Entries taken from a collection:
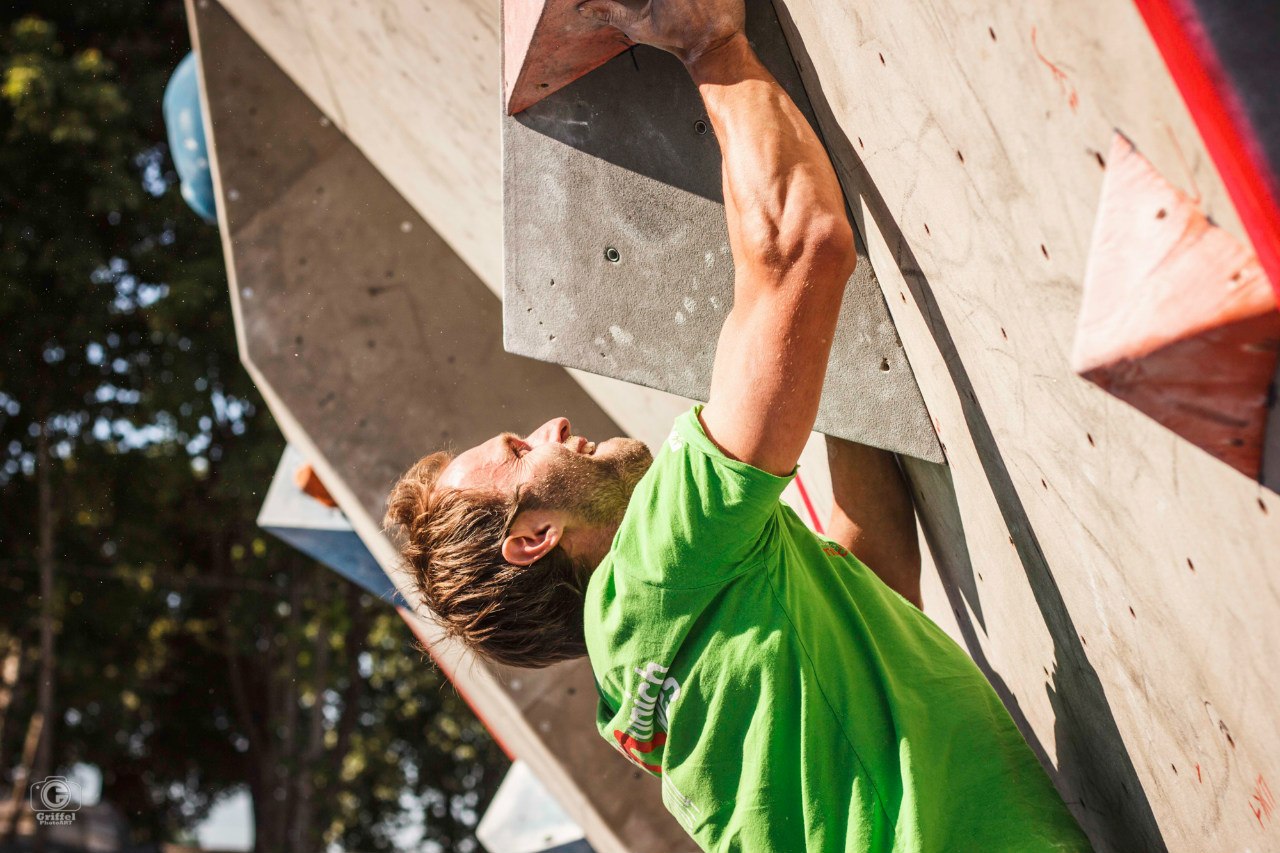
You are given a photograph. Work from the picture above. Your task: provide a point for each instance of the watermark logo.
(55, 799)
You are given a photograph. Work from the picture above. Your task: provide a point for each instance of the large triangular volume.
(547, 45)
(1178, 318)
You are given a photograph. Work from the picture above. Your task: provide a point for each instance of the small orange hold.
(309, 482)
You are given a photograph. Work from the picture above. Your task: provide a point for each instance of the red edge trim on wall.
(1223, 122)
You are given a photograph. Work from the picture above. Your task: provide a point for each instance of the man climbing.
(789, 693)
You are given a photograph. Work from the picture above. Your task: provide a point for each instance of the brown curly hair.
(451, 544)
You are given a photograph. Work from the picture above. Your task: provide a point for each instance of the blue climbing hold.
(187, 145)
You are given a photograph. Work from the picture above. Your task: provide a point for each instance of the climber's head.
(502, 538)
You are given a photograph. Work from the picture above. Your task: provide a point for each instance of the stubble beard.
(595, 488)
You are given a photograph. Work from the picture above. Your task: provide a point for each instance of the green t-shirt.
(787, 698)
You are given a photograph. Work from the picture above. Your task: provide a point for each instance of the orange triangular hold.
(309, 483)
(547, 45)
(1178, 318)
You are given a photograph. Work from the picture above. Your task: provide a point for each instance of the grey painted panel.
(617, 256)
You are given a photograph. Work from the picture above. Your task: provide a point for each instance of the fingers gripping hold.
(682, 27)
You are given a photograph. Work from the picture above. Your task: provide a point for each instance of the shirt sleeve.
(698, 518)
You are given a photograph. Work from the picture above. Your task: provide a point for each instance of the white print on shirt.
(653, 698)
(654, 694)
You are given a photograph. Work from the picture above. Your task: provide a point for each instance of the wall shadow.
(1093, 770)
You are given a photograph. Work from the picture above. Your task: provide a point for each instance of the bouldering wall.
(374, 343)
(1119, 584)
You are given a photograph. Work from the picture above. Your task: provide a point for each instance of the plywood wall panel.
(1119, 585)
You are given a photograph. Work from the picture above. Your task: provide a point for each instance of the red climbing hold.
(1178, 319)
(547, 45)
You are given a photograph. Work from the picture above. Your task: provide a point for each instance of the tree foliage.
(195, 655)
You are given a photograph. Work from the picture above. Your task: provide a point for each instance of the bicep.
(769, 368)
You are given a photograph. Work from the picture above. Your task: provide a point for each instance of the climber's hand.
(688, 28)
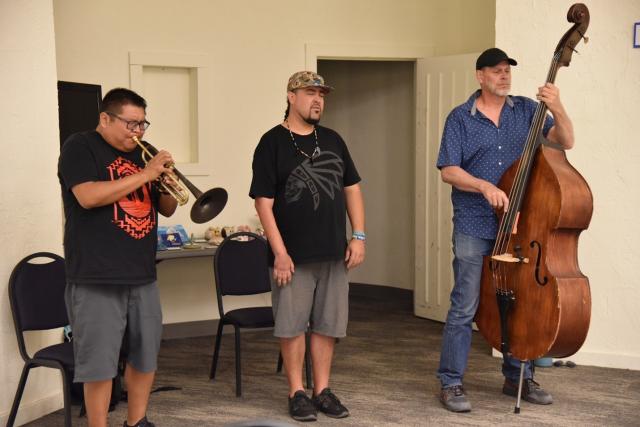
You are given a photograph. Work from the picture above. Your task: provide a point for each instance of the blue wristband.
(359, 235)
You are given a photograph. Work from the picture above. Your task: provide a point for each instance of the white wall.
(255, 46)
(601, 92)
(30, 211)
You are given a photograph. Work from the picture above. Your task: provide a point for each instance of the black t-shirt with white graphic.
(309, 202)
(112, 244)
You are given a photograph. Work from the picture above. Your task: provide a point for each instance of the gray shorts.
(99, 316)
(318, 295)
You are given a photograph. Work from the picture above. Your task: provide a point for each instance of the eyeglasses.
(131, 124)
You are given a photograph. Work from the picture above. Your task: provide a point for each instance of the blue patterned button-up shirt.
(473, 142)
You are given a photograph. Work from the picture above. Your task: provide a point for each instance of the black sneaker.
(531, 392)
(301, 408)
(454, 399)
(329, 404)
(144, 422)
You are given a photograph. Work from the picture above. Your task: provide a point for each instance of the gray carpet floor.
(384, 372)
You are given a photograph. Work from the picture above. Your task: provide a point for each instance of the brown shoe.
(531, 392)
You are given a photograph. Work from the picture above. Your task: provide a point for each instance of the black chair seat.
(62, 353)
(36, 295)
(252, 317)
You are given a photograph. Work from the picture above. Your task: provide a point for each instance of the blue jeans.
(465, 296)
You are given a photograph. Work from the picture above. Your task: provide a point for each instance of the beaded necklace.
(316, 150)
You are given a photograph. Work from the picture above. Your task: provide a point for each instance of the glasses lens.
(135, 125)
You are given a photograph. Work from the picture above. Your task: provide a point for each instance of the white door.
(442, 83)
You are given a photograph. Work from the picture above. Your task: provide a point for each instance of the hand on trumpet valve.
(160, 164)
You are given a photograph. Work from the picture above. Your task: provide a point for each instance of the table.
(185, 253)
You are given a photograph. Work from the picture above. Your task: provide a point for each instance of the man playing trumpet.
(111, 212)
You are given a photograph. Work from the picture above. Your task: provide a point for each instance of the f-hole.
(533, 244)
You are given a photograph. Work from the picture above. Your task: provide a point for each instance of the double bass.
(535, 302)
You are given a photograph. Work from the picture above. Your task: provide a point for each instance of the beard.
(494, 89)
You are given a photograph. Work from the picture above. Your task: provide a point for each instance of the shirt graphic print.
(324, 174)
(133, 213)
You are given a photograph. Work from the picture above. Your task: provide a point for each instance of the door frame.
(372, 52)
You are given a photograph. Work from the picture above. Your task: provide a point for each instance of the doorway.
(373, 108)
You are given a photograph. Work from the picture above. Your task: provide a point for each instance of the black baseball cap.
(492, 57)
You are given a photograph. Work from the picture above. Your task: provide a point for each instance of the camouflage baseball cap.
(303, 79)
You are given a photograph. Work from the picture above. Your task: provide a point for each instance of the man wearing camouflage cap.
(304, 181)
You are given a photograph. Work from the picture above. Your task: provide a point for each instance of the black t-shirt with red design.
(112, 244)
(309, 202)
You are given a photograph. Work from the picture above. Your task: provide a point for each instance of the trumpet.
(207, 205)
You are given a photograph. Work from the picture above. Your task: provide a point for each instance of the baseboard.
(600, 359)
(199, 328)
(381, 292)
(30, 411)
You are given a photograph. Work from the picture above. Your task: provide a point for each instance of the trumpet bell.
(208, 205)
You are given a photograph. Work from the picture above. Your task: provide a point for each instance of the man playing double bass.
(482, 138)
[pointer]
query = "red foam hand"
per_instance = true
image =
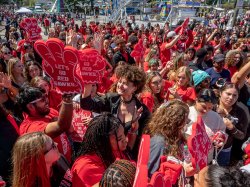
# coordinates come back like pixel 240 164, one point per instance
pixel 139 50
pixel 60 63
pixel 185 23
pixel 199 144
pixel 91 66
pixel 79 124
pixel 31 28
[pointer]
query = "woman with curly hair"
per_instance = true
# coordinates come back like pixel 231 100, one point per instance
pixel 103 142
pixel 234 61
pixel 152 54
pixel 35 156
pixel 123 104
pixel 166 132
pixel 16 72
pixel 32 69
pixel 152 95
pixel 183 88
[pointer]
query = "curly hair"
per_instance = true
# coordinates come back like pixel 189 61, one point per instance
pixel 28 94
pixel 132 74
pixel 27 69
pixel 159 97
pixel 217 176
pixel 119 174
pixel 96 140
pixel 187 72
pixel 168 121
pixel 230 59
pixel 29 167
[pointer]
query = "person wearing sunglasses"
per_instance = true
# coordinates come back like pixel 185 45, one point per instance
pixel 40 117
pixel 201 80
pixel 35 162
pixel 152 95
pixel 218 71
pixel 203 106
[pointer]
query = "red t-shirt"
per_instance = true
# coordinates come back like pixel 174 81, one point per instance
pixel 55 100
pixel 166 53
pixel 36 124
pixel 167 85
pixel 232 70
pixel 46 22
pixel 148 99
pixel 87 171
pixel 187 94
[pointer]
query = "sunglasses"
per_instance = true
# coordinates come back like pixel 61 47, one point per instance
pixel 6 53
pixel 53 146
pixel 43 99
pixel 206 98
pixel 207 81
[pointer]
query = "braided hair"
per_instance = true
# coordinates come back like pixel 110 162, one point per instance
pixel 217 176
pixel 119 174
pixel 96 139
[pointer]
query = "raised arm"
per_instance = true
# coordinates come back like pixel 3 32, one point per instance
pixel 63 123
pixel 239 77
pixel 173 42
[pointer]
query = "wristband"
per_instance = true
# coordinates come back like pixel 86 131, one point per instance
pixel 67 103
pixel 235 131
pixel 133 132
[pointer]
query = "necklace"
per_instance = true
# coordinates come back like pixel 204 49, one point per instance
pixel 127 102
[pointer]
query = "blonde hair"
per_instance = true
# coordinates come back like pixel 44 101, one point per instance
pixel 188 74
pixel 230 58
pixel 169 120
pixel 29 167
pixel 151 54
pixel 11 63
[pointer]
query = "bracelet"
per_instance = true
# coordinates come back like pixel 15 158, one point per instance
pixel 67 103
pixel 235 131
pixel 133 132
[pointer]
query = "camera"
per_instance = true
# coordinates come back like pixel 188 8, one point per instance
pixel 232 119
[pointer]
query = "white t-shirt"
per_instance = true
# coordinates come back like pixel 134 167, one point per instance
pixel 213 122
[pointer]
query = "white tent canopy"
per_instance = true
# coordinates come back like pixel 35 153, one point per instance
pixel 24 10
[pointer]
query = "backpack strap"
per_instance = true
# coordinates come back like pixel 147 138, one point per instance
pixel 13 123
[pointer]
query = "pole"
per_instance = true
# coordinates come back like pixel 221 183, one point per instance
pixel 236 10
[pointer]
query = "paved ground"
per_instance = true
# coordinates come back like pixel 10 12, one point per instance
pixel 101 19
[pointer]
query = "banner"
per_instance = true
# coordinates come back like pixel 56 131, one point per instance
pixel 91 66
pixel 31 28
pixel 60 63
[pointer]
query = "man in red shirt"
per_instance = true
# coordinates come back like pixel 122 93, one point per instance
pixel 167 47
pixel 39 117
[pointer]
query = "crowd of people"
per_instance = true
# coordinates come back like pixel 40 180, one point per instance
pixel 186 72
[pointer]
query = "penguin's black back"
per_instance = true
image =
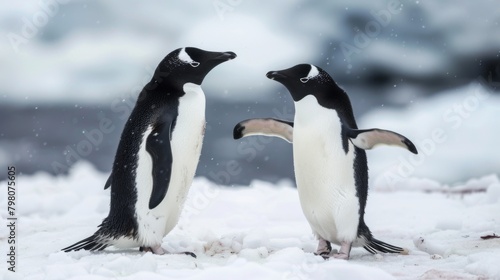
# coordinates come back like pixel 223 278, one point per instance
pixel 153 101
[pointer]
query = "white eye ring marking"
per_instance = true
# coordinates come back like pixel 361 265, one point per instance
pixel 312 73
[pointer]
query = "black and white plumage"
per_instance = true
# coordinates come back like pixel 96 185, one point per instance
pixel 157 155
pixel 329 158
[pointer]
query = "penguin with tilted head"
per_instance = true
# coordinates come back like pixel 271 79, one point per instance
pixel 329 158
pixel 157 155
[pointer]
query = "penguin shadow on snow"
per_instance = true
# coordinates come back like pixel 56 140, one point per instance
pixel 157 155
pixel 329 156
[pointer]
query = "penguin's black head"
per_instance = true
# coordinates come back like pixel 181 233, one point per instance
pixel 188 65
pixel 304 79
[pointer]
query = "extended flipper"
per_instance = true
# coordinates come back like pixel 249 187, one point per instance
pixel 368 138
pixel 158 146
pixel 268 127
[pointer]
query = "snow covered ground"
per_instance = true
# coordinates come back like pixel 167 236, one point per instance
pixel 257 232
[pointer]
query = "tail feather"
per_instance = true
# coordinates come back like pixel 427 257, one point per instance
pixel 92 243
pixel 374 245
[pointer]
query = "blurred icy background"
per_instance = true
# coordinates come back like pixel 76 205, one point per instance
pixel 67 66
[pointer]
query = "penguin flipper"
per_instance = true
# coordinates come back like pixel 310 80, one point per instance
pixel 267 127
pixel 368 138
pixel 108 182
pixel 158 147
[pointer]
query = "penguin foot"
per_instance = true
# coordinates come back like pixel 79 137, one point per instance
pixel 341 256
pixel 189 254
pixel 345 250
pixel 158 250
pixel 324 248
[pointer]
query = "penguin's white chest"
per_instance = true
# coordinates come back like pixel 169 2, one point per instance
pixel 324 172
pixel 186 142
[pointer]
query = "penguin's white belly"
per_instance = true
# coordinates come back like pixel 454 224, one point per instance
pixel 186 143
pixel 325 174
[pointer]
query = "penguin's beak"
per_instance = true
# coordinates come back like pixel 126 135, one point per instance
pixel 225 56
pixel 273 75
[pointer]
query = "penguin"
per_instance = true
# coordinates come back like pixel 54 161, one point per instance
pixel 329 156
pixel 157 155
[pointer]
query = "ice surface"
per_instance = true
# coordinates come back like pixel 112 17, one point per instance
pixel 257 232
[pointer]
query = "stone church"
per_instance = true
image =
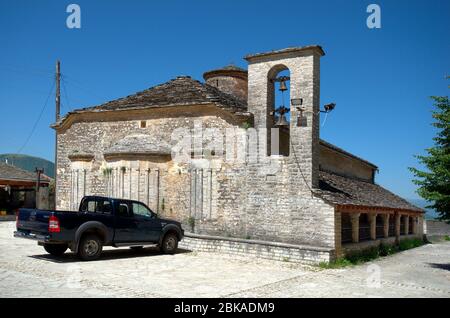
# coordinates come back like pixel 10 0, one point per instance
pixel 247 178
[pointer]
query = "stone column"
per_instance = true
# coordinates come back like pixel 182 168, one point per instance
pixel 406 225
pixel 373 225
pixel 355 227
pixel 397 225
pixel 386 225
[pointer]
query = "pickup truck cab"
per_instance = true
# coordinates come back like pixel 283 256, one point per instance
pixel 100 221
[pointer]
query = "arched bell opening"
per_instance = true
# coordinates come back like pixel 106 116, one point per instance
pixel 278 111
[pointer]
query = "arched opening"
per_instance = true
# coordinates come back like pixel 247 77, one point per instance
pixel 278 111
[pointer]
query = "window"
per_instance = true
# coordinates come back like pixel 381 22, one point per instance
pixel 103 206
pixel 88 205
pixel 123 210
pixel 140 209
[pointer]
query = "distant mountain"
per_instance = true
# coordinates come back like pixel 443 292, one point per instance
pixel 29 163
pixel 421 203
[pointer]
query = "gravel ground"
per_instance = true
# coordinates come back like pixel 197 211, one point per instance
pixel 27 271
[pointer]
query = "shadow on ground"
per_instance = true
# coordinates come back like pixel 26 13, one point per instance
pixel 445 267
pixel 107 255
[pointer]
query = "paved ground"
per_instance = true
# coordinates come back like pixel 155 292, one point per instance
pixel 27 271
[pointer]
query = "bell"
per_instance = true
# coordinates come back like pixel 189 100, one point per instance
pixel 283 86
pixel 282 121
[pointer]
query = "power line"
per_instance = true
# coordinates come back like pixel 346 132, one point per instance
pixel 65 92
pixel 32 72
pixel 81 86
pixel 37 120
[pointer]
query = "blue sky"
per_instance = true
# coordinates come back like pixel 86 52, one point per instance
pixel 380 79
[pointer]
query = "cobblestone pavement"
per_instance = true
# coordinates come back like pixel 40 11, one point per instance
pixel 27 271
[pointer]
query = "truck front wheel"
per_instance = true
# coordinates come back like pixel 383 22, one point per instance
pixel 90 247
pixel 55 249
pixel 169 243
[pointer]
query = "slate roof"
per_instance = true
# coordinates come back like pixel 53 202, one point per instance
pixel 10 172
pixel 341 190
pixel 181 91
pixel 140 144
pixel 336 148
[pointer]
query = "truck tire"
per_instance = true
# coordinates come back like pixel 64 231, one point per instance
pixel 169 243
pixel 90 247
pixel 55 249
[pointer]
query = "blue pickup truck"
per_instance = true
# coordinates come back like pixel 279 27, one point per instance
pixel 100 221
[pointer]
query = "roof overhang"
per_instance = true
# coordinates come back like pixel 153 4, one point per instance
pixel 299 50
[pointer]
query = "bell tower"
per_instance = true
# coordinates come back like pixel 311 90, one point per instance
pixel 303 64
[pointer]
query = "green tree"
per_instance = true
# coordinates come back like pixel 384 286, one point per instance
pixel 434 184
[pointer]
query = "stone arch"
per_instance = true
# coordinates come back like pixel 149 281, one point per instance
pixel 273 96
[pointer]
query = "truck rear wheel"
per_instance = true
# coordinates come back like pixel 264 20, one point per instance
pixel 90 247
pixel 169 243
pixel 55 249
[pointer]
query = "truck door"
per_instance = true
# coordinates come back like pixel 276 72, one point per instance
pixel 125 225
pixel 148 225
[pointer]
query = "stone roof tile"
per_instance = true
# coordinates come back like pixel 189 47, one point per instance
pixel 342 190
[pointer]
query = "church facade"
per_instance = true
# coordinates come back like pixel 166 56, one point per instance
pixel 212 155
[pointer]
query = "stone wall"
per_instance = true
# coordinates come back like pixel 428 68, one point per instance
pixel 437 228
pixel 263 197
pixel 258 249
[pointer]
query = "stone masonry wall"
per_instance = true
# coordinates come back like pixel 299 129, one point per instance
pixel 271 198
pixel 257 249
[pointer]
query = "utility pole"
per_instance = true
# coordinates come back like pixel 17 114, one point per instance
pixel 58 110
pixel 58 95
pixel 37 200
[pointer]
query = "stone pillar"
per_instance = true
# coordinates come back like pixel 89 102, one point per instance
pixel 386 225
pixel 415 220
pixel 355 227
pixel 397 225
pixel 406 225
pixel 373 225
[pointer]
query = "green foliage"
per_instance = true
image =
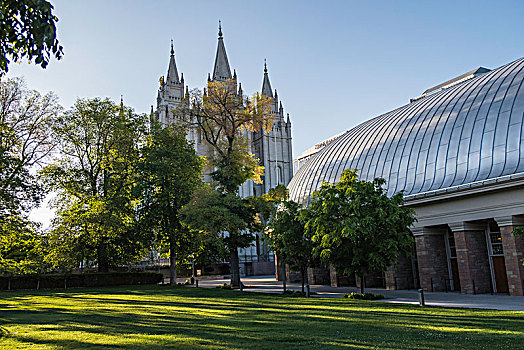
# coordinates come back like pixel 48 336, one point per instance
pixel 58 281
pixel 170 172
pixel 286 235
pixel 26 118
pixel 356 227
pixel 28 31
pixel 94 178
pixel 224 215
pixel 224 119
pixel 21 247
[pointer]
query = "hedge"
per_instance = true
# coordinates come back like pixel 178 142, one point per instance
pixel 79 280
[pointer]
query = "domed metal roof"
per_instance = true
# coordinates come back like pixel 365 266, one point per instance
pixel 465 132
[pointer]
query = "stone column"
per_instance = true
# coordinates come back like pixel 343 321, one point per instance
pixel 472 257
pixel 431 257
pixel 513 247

### HOW TO COMPLETE THIS TASK
The answer must consist of every line from the data that holds the string "arched".

### THE COMPLETED TASK
query = "arched bell opening"
query = "arched opening"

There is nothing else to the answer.